◆ **Exercise prompt**:
Give back the line containing "In this photo, where can the wooden table" along with every line after it, exactly, until the entries end.

——————————

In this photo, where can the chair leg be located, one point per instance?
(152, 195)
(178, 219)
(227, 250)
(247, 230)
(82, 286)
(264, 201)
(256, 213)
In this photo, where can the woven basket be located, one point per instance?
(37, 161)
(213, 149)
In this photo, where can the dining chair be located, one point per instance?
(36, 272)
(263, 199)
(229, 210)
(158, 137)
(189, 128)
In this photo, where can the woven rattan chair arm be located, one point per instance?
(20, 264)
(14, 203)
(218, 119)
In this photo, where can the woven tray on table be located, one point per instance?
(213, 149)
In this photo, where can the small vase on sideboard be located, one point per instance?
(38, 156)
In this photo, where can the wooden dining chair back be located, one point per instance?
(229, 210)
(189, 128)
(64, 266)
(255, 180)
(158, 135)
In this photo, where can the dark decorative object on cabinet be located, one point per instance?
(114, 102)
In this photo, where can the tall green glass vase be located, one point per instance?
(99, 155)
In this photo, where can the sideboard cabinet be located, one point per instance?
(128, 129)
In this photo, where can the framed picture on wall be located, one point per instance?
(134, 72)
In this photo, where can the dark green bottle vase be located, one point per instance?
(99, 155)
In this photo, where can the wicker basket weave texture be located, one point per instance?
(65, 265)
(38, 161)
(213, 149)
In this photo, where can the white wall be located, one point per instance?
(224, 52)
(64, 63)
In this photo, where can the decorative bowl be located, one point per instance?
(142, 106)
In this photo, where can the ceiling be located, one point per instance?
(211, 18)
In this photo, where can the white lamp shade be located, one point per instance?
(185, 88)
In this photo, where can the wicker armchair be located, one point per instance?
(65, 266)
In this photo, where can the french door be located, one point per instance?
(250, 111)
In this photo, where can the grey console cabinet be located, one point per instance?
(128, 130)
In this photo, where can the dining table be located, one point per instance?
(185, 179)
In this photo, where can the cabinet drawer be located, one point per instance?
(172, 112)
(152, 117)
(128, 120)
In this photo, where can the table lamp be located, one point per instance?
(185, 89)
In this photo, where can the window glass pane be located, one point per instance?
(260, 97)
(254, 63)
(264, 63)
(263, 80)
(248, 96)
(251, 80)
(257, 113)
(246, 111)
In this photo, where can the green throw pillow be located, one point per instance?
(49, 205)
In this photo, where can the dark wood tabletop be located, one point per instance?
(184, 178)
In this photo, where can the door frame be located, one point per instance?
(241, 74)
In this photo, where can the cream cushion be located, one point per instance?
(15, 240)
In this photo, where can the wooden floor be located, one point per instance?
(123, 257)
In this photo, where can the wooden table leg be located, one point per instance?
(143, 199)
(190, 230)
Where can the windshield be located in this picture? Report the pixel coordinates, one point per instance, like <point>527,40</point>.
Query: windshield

——————————

◆ **Reply to the exercise**:
In this photo, where can the wooden table leg be located, one point per instance?
(143, 199)
(190, 230)
Where can the windshield be located in this picture? Report the pixel coordinates, one point per instance, like <point>527,40</point>.
Query: windshield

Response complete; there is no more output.